**Records to use**
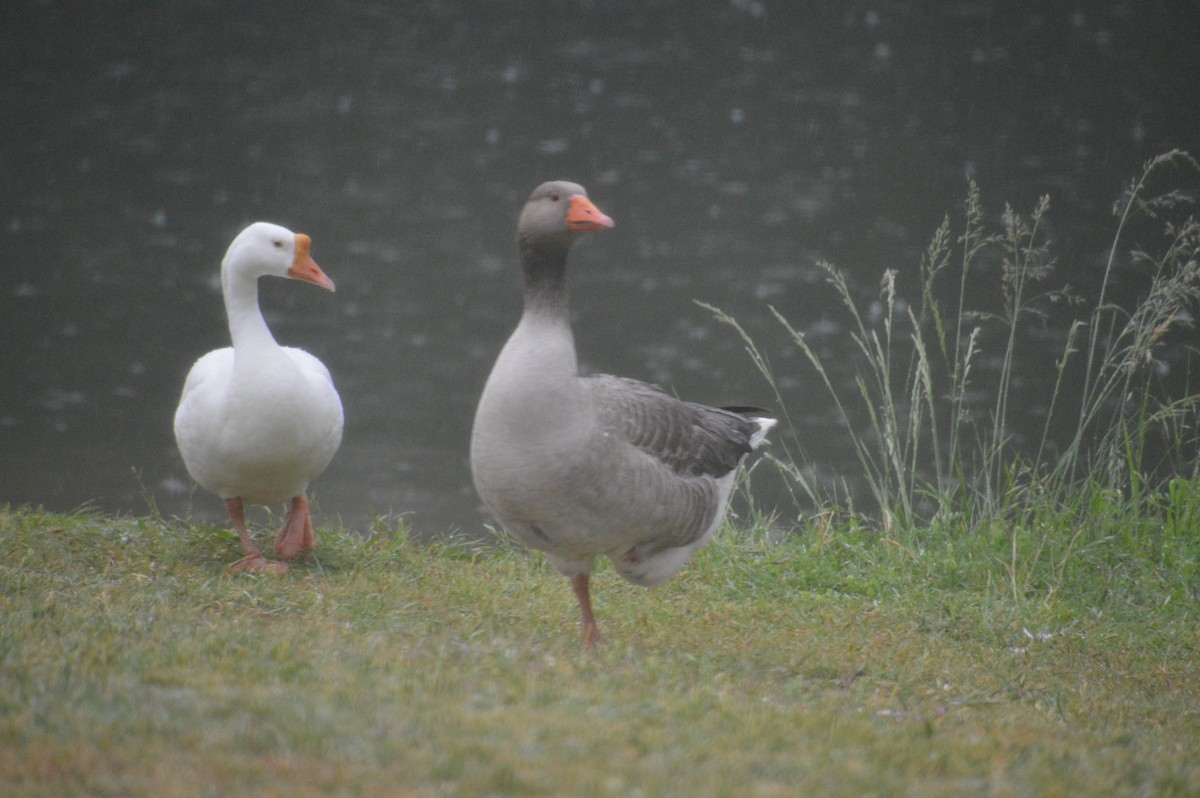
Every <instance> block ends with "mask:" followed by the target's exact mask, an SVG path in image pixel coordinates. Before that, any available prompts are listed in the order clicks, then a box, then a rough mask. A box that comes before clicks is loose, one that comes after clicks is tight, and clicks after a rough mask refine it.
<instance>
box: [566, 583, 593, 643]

--

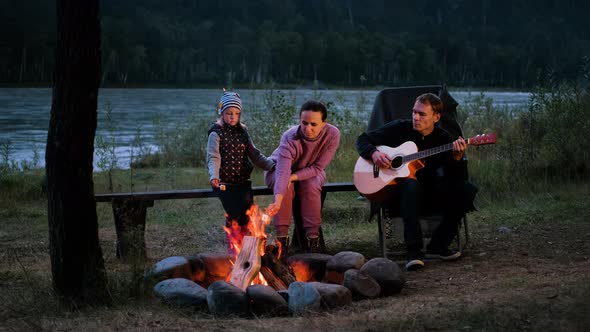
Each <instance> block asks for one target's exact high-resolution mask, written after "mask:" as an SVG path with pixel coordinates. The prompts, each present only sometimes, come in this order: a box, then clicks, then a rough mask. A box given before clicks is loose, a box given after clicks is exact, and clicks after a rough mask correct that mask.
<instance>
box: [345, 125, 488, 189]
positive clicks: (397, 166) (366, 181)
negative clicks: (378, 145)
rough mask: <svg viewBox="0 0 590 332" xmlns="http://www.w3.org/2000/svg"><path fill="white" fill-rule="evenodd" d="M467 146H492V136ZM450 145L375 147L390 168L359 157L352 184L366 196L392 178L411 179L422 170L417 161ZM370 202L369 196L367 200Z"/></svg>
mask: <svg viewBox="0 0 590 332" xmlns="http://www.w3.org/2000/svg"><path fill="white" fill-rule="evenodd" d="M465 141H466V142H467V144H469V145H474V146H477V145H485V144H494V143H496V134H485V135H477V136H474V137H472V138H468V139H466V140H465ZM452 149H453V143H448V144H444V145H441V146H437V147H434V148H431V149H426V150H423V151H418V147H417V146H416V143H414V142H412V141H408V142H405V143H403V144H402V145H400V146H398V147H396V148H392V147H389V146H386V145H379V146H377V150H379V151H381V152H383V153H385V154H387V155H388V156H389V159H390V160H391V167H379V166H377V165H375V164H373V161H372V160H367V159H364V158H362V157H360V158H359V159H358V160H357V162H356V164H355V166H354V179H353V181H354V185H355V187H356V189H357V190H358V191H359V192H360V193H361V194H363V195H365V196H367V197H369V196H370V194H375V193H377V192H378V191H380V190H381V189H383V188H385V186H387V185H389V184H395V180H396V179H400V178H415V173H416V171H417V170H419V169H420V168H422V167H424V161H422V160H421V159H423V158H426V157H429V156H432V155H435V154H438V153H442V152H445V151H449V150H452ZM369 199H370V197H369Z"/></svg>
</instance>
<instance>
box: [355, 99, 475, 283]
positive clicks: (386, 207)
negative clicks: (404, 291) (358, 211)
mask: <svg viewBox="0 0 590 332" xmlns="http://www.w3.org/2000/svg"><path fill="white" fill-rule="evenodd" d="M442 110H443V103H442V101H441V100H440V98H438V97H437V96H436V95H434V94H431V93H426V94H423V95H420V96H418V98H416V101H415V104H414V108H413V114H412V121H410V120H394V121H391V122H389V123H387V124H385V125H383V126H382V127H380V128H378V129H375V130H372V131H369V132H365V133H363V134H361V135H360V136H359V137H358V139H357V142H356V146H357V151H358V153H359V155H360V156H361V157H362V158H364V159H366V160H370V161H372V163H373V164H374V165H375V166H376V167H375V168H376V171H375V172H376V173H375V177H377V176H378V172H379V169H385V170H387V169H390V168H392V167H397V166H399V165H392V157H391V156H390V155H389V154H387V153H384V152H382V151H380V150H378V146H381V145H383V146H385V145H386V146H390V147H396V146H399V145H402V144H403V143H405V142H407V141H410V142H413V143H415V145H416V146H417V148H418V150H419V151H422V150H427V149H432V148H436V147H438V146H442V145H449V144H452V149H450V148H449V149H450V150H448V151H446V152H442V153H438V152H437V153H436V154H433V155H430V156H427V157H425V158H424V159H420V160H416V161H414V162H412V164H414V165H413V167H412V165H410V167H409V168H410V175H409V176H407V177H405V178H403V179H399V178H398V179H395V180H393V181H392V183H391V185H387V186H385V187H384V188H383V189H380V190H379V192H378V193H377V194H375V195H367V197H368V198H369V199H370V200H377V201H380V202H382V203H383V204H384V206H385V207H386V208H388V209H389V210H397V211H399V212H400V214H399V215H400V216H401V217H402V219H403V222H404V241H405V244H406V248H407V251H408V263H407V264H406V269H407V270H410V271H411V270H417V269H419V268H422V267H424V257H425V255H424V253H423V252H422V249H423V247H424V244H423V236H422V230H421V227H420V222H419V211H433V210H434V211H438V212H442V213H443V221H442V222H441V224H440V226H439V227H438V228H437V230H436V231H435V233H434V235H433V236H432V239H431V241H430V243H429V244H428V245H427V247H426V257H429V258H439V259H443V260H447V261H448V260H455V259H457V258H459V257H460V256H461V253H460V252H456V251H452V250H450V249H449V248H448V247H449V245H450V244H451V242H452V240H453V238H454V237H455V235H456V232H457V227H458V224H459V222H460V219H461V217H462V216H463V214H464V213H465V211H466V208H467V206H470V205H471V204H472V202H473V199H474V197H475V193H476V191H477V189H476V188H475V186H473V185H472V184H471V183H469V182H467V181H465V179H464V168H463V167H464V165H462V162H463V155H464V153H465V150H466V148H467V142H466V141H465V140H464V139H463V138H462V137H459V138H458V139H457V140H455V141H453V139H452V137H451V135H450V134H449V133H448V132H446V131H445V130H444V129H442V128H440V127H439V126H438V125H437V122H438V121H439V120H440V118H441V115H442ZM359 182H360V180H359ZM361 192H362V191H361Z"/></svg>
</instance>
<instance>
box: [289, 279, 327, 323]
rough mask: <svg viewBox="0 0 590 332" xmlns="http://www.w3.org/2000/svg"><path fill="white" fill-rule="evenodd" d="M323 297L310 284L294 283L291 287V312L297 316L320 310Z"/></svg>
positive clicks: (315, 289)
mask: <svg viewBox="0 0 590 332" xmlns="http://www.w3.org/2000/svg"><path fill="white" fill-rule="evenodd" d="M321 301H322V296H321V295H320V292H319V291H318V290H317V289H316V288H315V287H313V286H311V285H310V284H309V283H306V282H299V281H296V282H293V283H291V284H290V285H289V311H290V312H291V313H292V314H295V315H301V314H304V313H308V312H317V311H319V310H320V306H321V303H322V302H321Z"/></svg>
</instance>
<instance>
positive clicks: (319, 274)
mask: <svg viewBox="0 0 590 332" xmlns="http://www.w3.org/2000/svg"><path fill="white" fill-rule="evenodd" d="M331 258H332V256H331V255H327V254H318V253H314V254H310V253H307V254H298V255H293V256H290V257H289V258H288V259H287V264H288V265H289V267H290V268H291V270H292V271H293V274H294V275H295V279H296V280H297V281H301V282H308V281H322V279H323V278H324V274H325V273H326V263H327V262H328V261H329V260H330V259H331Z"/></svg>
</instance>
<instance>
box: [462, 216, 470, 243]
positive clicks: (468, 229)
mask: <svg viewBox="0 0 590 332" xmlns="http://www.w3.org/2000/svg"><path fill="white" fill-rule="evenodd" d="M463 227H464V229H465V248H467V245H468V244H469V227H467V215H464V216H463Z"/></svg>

---

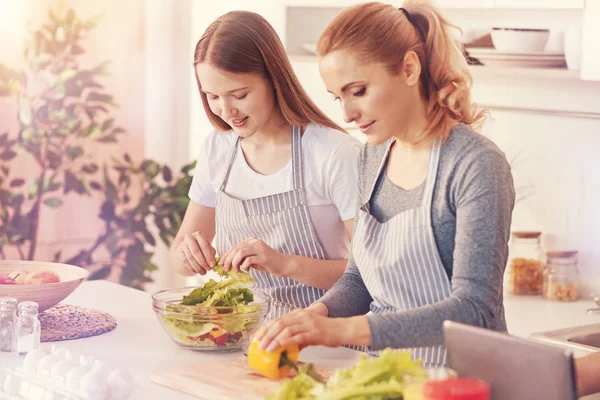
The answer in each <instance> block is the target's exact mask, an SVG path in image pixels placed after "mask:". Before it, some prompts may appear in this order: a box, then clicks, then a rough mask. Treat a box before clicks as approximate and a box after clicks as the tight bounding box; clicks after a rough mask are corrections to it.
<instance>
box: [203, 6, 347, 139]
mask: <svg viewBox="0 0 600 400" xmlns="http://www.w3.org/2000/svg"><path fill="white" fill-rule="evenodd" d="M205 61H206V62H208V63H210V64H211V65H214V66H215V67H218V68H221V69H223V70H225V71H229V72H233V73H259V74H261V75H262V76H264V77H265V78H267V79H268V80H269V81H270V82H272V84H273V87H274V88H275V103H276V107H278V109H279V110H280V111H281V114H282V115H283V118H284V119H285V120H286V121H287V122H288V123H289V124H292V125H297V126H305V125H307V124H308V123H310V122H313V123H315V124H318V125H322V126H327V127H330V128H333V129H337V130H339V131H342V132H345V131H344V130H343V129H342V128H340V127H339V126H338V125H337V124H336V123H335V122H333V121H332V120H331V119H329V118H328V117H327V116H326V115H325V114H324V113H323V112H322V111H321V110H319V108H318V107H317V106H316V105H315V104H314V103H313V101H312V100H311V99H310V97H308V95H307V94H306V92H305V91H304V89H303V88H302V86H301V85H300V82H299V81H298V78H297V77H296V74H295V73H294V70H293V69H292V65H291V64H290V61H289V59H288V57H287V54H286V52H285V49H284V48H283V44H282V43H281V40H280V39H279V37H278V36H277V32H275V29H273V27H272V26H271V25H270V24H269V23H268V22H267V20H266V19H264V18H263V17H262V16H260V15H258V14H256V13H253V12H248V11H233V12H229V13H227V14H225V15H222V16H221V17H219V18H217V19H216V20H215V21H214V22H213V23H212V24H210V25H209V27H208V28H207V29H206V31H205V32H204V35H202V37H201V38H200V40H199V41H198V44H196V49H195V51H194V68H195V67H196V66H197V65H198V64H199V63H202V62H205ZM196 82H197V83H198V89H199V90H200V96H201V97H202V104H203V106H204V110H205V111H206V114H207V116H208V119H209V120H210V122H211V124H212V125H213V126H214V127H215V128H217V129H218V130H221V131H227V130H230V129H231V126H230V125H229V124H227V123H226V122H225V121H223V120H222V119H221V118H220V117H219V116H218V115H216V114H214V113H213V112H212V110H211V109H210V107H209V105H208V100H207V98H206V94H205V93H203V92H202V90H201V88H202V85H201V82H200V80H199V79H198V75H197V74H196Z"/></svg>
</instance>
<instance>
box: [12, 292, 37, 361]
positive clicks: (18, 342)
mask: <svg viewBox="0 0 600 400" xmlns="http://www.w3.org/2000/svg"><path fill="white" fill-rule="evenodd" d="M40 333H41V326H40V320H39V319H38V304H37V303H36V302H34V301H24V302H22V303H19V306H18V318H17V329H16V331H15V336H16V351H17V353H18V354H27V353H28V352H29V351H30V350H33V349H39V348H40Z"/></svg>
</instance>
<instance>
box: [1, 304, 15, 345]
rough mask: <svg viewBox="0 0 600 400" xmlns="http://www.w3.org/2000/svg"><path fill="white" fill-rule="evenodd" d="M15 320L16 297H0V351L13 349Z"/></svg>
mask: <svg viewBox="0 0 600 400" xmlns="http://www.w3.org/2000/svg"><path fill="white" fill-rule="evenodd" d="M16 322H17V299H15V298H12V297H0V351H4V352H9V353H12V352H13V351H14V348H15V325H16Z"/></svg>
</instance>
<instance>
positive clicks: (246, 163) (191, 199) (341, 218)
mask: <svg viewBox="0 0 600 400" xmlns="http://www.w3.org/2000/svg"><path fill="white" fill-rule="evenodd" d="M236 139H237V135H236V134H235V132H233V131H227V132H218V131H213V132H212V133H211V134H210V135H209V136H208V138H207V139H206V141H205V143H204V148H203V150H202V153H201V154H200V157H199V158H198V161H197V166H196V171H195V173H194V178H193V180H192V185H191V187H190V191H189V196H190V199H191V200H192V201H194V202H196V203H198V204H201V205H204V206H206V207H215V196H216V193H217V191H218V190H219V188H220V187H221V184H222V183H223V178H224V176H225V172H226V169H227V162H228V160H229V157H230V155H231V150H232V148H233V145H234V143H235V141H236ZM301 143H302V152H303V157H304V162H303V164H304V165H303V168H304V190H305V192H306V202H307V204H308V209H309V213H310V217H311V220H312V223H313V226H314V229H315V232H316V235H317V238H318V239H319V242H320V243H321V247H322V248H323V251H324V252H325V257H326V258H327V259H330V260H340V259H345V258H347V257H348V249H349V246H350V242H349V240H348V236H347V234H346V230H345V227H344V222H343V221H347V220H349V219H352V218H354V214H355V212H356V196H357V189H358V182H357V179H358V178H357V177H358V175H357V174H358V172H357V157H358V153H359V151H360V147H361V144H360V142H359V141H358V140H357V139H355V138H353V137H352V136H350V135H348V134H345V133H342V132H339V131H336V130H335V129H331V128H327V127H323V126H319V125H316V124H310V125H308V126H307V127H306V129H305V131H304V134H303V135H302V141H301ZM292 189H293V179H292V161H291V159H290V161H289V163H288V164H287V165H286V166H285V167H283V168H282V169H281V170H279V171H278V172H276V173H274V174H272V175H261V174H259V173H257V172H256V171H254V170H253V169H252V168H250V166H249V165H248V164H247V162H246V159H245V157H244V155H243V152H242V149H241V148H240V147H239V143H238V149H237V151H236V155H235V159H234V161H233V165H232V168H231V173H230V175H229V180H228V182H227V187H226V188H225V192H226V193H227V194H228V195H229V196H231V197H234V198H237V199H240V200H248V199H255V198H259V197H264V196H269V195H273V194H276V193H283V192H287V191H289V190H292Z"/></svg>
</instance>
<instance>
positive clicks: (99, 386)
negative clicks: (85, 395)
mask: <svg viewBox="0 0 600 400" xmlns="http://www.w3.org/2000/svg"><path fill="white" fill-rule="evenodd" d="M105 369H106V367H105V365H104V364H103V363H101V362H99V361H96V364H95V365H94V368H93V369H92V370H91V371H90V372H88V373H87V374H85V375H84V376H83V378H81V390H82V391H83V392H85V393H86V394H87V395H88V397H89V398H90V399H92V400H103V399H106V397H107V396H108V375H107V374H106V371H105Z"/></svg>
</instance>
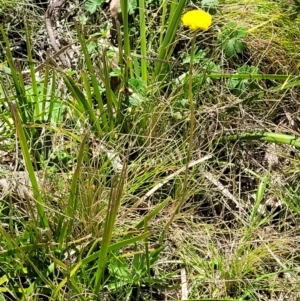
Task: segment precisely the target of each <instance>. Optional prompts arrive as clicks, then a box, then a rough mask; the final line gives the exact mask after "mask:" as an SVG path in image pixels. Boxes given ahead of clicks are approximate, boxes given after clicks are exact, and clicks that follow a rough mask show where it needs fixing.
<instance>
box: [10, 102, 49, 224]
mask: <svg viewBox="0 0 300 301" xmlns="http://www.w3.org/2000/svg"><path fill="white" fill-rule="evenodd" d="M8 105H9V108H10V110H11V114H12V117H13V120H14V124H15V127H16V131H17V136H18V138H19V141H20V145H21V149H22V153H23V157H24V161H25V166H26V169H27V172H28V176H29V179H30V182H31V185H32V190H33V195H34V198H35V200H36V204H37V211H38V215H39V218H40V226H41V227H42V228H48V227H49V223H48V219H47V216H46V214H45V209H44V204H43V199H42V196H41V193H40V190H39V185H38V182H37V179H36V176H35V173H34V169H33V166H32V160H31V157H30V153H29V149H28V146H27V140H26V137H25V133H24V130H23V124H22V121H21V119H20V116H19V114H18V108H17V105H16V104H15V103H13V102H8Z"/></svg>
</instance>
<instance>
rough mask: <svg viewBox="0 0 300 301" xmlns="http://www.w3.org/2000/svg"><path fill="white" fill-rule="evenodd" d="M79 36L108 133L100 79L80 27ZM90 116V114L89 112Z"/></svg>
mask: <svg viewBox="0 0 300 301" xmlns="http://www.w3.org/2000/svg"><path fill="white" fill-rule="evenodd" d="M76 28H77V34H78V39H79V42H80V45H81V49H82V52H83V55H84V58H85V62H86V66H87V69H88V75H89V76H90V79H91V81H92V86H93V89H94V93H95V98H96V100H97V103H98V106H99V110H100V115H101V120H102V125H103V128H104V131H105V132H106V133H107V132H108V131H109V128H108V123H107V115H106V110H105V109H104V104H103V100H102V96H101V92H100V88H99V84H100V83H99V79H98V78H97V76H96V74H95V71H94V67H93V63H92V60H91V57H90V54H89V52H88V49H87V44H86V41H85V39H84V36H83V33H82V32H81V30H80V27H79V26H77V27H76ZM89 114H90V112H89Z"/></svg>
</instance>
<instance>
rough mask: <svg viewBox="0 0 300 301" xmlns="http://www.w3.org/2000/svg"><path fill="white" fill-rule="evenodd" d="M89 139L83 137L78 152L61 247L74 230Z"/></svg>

**What needs to be done**
Reproduce the lines of the entries above from the one with "Every <instance> block" to the one with "box: [566, 583, 593, 643]", both included, exactly and without any other line.

**Written reply**
Every <instance> block ends with "mask:" followed by the target's exact mask, an SVG path in image pixel coordinates. Before that, any available prompts are listed in the order clicks, then a box, then a rough mask. A box that comes before clicks is loose, one that comes after clicks is tight, and clicks after a rough mask refine it.
<instance>
box: [566, 583, 593, 643]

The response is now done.